╭─ Material provided

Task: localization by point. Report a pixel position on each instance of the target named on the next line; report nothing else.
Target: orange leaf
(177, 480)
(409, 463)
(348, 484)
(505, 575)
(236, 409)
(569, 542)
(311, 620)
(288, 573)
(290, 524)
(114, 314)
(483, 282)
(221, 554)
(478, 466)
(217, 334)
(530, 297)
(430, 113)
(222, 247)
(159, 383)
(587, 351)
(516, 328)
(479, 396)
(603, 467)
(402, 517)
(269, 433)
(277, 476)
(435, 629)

╰─

== Task objective ==
The answer must restate each entry word for word.

== Result below ==
Task: localization by point. Report a pixel position on each instance of the target named on the next line; report nothing else.
Target: orange leaf
(177, 480)
(409, 463)
(348, 484)
(505, 575)
(236, 409)
(569, 542)
(311, 620)
(288, 573)
(290, 524)
(114, 314)
(483, 282)
(221, 554)
(478, 466)
(217, 334)
(530, 297)
(430, 113)
(222, 247)
(159, 383)
(587, 351)
(516, 328)
(479, 396)
(603, 467)
(402, 517)
(269, 433)
(277, 476)
(435, 629)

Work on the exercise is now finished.